Les classes d’adaptation résultent souvent de la transformation d’anciennes classe de perfectionnement. Mais elles n’appartiennent pas au secteur de l’AIS. Elles sont généralement destinées aux enfants venant de grande section maternelle pour lesquels l’apprentissage de la lecture semble prématuré. Elles peuvent être également conçues pour des élèves ayant déjà fait un CP ou pour des élèves de tout niveau. Elles présentent des modes de fonctionnement variables allant de la classe fermée à semi-ouverte. Théoriquement les maîtres E titulaires de ces postes devraient travailler en réseau au même titre que leurs collègues en Rased. En réalité ces classes restent la plupart du temps repliées sur elles-mêmes, ouvertes au mieux sur le groupe scolaire où elles sont situées. Le modèle le plus fréquent correspond à la classe fermée le matin – avec le groupe fixe d’enfants inscrits dans cette classe – et ouverte l’après-midi – les élèves précédents sont ventilés dans d’autres classes pour des activités avec les enfants de leur âge tandis que le maître E accueille des groupes d’élèves en difficulté ou non en provenance de classes « ordinaires ».

Les regroupements d’adaptation correspondent à l’éclatement de la classe d’adaptation. Ils sont fréquemment implantés sur plusieurs écoles. Le maître E chargé d’un tel poste rassemble périodiquement des groupes d’élèves pendant une heure environ – ou un peu moins selon l’âge des enfants -, au rythme de deux à trois fois par semaine – voire plus. La décision de prise en charge se construit avec l’équipe de cycle, le réseau et l’IEN. Elle donne lieu à la rédaction d’un projet impliquant tous les acteurs : élève, maître de la classe, maîtres du cycle ou de l’école, maître E. Les parents sont souvent informés de l’aide mise en place, rarement sollicités pour agir de façon particulière à leur niveau. Le suivi demande un engagement réciproque et de fréquents échanges pour réactualiser objectifs et modalités de travail au vu des progrès de l’élève.

OBJECTIF VISÉ 1
Répondez à ces questions sur le texte consacré aux classes et regroupements d'adaptation.
(a) À quels enfants les classes d'adaptation sont-elles généralement destinées ?
(b) Combien de temps dure environ une séance avec le maître E dans un regroupement d'adaptation ?
(c) Avec qui la décision de prise en charge se construit-elle ?
OBJECTIF VISÉ 2
Relevez chaque ligne des données où figure la chaîne “curved”.
Ce texte et les lignes de données ci-dessous n'ont aucun rapport entre eux.

DONNÉES DE L'EXERCICE
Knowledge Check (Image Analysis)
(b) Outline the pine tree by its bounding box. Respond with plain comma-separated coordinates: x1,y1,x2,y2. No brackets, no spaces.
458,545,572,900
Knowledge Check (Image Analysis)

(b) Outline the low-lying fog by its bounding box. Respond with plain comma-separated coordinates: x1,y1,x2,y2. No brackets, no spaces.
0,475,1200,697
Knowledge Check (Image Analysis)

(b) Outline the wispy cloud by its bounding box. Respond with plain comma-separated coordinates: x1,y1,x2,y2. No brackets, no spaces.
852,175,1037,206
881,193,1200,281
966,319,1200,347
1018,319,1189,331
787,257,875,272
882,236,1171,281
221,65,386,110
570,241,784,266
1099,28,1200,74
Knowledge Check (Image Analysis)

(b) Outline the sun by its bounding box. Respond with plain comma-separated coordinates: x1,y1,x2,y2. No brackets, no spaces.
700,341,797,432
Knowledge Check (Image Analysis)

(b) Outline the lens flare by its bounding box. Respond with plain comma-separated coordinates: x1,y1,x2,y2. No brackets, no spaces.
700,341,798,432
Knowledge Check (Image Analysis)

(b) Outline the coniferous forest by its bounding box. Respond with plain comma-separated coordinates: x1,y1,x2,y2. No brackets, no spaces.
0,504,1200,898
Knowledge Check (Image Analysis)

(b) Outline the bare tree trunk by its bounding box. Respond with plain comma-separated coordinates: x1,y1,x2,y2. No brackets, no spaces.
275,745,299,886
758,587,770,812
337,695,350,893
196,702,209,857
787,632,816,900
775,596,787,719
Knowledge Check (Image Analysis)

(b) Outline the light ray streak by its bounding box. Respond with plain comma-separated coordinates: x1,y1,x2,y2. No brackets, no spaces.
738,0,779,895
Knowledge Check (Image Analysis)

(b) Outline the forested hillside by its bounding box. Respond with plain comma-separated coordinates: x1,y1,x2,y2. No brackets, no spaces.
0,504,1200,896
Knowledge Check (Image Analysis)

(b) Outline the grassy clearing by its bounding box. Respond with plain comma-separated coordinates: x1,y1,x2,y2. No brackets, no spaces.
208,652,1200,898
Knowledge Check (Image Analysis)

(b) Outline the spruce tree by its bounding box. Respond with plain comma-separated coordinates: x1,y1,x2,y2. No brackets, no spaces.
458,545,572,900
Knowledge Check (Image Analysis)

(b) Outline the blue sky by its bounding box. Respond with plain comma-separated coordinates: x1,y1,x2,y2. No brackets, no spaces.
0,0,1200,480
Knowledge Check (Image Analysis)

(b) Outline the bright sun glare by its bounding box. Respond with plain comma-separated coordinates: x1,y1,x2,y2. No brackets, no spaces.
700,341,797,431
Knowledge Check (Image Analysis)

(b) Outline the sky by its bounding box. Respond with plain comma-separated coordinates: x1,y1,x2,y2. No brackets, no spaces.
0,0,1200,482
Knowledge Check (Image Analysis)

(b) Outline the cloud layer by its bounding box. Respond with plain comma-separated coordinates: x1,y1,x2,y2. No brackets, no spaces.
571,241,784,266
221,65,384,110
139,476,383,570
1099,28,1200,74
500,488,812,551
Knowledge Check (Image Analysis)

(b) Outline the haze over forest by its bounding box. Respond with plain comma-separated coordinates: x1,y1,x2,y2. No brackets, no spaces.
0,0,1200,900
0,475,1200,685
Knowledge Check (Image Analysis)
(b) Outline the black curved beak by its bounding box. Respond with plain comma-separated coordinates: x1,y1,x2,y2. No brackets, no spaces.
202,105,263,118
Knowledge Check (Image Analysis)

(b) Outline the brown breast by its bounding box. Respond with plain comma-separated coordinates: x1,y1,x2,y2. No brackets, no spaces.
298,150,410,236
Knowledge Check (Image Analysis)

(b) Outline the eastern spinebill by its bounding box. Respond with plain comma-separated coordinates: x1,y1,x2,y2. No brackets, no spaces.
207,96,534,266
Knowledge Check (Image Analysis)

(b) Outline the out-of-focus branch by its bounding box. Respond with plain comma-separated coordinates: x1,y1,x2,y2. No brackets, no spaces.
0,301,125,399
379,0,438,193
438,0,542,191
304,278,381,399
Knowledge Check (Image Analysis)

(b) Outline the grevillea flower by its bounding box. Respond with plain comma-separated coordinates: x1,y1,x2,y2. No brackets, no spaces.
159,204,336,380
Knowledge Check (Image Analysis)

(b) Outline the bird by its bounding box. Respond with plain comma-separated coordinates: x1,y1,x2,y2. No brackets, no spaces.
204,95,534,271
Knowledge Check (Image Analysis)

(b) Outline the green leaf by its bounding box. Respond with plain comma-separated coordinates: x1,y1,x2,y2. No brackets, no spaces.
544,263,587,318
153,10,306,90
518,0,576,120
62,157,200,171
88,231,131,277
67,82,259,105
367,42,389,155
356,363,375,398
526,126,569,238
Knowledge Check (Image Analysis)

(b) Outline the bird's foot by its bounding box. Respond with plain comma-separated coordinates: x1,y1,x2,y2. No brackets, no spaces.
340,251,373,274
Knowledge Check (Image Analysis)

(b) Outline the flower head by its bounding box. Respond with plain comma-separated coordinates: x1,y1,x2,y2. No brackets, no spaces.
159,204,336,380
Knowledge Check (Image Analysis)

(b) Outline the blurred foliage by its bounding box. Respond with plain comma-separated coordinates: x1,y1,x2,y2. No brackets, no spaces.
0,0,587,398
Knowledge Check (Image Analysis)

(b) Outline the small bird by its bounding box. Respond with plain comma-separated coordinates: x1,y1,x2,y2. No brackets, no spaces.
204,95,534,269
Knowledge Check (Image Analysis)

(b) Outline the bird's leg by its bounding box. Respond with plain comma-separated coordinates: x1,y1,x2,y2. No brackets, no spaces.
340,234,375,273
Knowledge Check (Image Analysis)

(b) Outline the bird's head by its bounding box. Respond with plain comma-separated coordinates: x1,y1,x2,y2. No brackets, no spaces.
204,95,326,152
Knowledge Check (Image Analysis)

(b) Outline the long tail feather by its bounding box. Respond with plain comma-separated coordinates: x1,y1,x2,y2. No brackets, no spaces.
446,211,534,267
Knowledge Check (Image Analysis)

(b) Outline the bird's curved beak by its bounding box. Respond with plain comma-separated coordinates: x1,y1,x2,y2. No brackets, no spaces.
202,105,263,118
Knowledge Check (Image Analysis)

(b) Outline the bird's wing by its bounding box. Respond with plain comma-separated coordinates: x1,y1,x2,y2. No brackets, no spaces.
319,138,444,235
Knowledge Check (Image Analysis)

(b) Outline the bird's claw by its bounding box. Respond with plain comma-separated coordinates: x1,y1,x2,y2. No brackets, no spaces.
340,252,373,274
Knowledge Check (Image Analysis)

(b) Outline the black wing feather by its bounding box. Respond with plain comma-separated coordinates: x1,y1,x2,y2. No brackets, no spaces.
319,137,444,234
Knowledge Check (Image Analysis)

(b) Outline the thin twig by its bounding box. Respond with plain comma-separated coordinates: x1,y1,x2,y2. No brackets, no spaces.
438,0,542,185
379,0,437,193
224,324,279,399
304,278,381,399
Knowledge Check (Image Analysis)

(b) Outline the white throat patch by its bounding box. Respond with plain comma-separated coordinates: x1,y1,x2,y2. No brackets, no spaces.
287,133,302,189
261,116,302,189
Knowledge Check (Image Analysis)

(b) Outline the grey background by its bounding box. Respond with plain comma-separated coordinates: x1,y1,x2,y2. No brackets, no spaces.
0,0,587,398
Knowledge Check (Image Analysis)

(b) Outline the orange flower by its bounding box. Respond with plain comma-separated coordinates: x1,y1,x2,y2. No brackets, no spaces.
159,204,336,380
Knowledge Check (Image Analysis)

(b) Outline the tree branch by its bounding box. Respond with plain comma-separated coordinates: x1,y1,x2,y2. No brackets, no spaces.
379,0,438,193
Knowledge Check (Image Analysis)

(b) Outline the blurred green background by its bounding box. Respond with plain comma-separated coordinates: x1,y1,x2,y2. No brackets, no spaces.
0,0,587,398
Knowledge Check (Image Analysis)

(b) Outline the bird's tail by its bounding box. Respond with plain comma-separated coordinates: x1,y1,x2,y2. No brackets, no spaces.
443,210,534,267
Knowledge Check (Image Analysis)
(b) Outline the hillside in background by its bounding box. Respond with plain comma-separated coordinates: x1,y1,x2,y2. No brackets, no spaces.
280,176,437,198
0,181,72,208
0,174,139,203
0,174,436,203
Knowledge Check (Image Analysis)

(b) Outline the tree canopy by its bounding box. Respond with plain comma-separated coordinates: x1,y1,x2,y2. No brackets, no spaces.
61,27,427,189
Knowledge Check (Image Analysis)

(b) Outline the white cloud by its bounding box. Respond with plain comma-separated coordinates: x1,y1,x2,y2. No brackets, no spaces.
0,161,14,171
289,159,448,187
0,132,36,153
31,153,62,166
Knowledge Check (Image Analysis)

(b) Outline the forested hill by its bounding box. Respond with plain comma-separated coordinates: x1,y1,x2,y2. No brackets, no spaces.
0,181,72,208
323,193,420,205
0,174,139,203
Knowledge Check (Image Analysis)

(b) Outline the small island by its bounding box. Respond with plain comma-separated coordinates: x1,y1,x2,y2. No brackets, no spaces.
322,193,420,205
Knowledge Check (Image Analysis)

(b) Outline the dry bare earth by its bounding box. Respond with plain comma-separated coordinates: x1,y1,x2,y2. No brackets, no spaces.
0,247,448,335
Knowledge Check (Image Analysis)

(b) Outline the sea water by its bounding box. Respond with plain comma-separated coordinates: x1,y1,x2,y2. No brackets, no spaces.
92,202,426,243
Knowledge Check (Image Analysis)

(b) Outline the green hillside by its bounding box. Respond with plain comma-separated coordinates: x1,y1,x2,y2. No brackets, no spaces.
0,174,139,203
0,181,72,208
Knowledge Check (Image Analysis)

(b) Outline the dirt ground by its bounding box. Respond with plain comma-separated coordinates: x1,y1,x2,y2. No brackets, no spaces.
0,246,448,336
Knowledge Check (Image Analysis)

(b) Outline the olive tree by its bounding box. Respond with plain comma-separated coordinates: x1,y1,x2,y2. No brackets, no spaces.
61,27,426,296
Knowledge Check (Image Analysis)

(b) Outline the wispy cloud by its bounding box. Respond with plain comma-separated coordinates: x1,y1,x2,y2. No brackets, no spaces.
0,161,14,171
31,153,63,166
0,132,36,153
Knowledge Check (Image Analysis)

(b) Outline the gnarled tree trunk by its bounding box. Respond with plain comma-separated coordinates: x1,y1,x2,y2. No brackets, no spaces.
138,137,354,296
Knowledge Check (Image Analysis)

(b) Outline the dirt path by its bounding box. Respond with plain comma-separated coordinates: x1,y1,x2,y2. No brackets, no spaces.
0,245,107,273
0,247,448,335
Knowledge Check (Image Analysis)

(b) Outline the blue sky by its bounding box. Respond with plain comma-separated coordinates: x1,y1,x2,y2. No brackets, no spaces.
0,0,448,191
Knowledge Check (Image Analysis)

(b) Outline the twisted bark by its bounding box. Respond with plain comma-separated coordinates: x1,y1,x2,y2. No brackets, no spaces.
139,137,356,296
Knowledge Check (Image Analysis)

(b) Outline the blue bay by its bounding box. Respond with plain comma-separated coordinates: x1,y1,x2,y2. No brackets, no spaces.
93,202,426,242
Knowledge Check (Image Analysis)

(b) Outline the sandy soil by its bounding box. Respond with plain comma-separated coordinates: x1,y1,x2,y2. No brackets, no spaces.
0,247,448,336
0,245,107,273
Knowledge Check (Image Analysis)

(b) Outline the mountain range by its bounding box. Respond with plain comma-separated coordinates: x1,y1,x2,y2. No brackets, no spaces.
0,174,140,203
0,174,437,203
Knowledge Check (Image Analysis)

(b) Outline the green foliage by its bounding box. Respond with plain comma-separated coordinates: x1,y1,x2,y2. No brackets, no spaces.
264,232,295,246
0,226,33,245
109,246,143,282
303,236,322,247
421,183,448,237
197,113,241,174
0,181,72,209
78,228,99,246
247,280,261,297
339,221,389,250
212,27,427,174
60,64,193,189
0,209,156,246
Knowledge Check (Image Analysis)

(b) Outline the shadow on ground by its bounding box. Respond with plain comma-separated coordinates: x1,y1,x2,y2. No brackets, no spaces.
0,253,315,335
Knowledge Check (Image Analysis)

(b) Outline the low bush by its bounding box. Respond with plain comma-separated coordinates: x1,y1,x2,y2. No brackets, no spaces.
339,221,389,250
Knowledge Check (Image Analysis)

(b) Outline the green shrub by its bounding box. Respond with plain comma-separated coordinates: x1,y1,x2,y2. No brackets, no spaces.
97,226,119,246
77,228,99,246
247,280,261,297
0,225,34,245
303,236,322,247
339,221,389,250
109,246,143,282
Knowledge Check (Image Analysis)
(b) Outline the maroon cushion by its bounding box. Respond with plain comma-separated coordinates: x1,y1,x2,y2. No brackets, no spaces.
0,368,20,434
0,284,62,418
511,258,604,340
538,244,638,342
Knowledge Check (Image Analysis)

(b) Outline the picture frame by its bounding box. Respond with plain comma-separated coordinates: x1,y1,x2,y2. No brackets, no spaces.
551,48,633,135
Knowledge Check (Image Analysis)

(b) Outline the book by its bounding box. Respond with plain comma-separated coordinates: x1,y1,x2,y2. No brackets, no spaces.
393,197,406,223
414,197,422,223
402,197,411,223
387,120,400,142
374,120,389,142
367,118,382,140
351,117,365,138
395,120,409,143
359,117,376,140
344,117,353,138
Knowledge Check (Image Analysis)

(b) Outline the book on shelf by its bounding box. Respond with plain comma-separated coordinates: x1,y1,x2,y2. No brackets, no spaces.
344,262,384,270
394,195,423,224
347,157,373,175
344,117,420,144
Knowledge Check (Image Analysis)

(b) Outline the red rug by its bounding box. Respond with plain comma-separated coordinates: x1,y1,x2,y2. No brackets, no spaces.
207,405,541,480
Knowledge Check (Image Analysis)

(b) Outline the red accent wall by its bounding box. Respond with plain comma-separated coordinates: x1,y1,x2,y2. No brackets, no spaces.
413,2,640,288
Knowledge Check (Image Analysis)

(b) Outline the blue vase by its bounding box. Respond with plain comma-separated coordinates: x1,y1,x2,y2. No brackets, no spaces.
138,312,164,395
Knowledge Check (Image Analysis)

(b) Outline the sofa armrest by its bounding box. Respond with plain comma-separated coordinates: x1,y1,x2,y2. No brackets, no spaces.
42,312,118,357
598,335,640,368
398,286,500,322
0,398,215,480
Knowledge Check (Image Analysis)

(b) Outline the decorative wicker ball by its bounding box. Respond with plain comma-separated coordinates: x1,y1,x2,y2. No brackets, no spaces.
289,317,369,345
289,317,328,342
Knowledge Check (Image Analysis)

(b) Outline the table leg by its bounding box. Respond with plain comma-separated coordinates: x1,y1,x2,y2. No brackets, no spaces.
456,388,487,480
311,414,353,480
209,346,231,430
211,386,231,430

RÉPONSE ATTENDUE 1
(a) Aux enfants venant de grande section maternelle pour lesquels l'apprentissage de la lecture semble prématuré.
(b) Une heure environ, ou un peu moins selon l'âge des enfants.
(c) Avec l'équipe de cycle, le réseau et l'IEN.

RÉPONSE ATTENDUE 2
(b) Outline the black curved beak by its bounding box. Respond with plain comma-separated coordinates: x1,y1,x2,y2. No brackets, no spaces.
(b) Outline the bird's curved beak by its bounding box. Respond with plain comma-separated coordinates: x1,y1,x2,y2. No brackets, no spaces.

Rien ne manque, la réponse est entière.